▶ WORK TO COMPLETE
Write out all records as given; omit images.

--- Start of EXERCISE INPUT ---

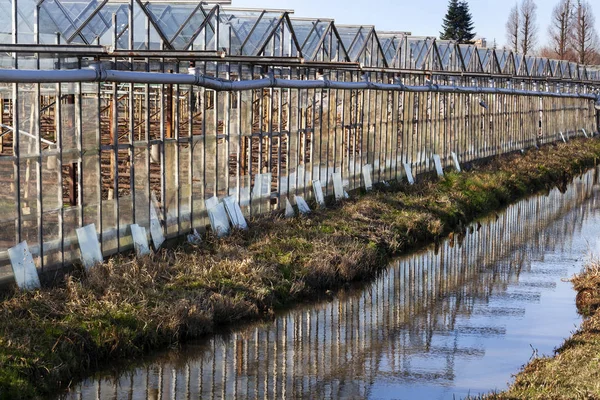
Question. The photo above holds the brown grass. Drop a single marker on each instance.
(128, 306)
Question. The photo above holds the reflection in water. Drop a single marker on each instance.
(412, 333)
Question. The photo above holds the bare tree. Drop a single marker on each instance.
(560, 28)
(513, 28)
(585, 37)
(529, 27)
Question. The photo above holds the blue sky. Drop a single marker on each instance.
(421, 17)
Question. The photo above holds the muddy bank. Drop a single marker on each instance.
(127, 307)
(573, 372)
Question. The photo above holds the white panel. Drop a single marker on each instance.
(235, 213)
(140, 240)
(338, 186)
(409, 176)
(367, 172)
(23, 267)
(194, 237)
(155, 229)
(89, 246)
(318, 189)
(257, 188)
(367, 177)
(302, 206)
(456, 163)
(438, 165)
(218, 219)
(289, 210)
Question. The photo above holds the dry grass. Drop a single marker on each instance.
(128, 306)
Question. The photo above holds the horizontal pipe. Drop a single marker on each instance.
(96, 74)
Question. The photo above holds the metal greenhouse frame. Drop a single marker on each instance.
(119, 112)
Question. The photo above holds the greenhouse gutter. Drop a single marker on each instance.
(97, 74)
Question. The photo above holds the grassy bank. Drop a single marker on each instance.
(128, 306)
(574, 371)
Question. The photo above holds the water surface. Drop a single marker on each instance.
(456, 319)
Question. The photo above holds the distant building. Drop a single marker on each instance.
(481, 42)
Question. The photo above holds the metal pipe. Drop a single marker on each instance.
(97, 74)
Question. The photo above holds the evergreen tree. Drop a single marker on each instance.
(458, 23)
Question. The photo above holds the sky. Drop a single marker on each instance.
(421, 17)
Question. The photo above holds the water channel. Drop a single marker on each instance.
(455, 319)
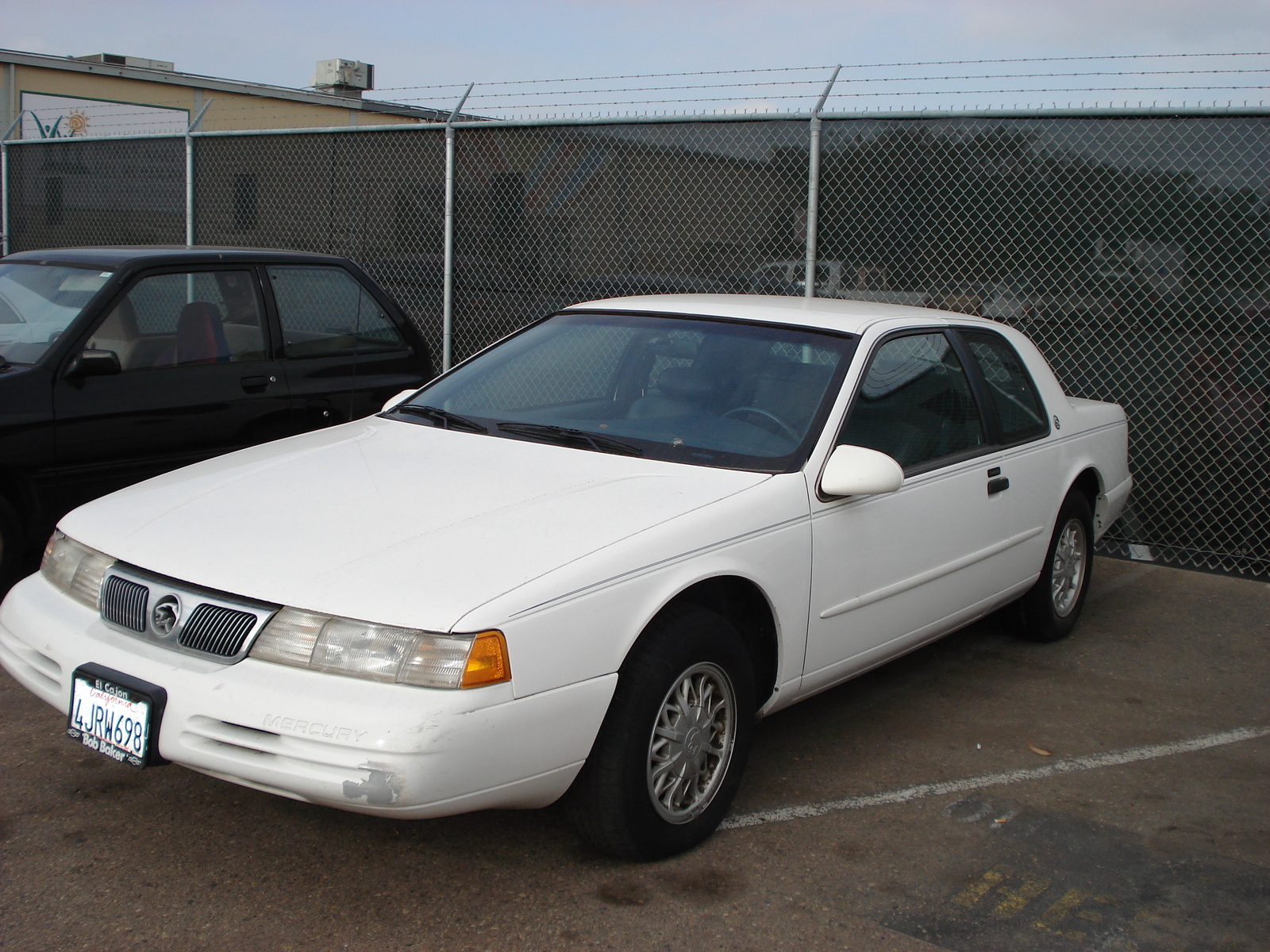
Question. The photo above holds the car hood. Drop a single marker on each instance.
(391, 520)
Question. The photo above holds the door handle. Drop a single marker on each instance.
(258, 385)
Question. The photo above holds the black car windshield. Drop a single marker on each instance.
(38, 302)
(694, 390)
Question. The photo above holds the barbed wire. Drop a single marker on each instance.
(878, 79)
(826, 67)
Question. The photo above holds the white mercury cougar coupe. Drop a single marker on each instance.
(582, 562)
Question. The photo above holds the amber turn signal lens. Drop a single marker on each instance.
(487, 662)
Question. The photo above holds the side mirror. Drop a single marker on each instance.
(94, 363)
(856, 471)
(399, 399)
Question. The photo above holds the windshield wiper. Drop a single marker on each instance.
(442, 418)
(571, 438)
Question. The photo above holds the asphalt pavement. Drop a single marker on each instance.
(982, 795)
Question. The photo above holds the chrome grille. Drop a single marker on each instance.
(125, 603)
(216, 630)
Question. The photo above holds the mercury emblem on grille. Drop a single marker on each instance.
(165, 615)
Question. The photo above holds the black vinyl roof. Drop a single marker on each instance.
(150, 255)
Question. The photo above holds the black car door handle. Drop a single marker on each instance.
(258, 385)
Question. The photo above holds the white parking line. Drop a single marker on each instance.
(1089, 762)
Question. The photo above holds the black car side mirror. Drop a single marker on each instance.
(94, 363)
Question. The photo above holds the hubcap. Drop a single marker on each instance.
(1067, 577)
(691, 743)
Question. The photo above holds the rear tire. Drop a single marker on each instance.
(673, 746)
(1052, 607)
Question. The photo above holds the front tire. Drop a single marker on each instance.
(673, 746)
(1052, 607)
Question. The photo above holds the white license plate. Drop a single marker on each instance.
(112, 719)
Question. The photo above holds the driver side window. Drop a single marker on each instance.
(187, 317)
(914, 403)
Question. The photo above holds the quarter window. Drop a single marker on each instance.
(914, 403)
(1019, 408)
(327, 311)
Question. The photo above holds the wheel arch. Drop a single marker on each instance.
(1089, 482)
(745, 605)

--- End of EXERCISE INPUT ---

▶ THE ANSWER
Question. The photo above holds the brown grass. Drop a single marker on each instance.
(128, 306)
Question. The photo above holds the reflection in water. Drop a single marker on each instance.
(412, 333)
Question. The photo above holds the bare tree. Drop a single marker on each instance.
(560, 28)
(513, 28)
(585, 37)
(529, 27)
Question. The photo above holds the blue sky. Drop a single marker on each instance.
(421, 17)
Question. The photo above holds the muddy bank. Drop a single marker on each instance.
(127, 307)
(573, 372)
Question. The photo above holds the white panel. Drop a single marker on each instance.
(235, 213)
(140, 240)
(338, 186)
(409, 176)
(367, 172)
(23, 267)
(194, 237)
(155, 229)
(89, 246)
(318, 189)
(257, 188)
(367, 177)
(302, 206)
(456, 163)
(438, 165)
(218, 219)
(289, 210)
Question. The photo above holds the dry grass. Drop a single marker on each instance.
(128, 306)
Question. The photo above holds the horizontal pipe. Drop a single marker on each instance.
(96, 74)
Question. The photo above holds the metal greenhouse frame. Drop a single marker on each instance.
(119, 112)
Question. The photo above holds the greenhouse gutter. Drop a single marker on each instance.
(97, 74)
Question. The photo above holds the grassy bank. Drop a single marker on each instance.
(128, 306)
(574, 371)
Question. The photo above holds the water surface. Drop a single marker on each instance.
(456, 319)
Question. The photo above holds the distant building. Drop a single marker on each instance.
(481, 42)
Question. The photo above holds the metal pipe. Drop a single marker on each instance.
(97, 74)
Question. The photo above holds the evergreen tree. Drop a single marker on each instance.
(458, 23)
Question. The photo above holds the sky. Drop a single marker on each instance.
(421, 17)
Question. The photo above holds the water channel. Drop a single marker on each instance.
(455, 319)
Question. The photo above holds the car hood. Drop a single marker on each instance.
(391, 520)
Question. The photo above holds the door handle. Drop a single marker on each instance.
(258, 385)
Question. The photo above holds the black car windshield. Drop a single marker on each instance.
(38, 302)
(694, 390)
Question. The photo above holds the barbed wire. Drop a single marker on each instance.
(878, 79)
(826, 67)
Question. The photo above holds the white mercury cougar coupe. Drop a single marker on each instance.
(582, 562)
Question. The photo above holds the amber turn signal lens. Drop a single marker on each instance.
(487, 662)
Question. The photo above holds the side mirror. Drop a single marker on each instance.
(94, 363)
(856, 471)
(399, 399)
Question. The photo above holds the windshield wiper. Drop a single marker on each instance.
(442, 418)
(571, 438)
Question. The photo above holds the asphalt pavement. Drop a single marker on each instance.
(982, 795)
Question. The photo above holds the chrome grille. Drop a single marker on each instance.
(125, 603)
(216, 630)
Question. The photo above holds the mercury emblem on grille. Drop a single marker on each instance.
(165, 615)
Question. The photo above holds the black vinyl roof. Drop a single marker on each instance.
(150, 255)
Question. The photo above holds the black car door handle. Drop a single marker on each instance.
(258, 385)
Question. The photo above holds the white parking line. Drop a single marker on each instance.
(1089, 762)
Question. The photo above holds the black car side mirror. Drop a single marker on each instance.
(94, 363)
Question. The photo above holds the hubcap. Drop a single marker on each instance.
(1067, 577)
(691, 743)
Question. The photo above holds the rear tire. Drop a single marker on each instance.
(673, 746)
(1052, 607)
Question. The photo above holds the front tire. Drop a single marker on each instance.
(673, 746)
(1052, 607)
Question. The photo above holds the white license plate. Drop a single marker on each instance.
(112, 719)
Question. The photo above holds the driver side window. Drop a single marker on each instance.
(187, 317)
(914, 403)
Question. The photo above holds the quarter window. Drop a single marker on each instance.
(914, 403)
(1019, 408)
(327, 311)
Question. The photo above holds the wheel arch. Drop a single marker on each instance.
(1089, 482)
(745, 605)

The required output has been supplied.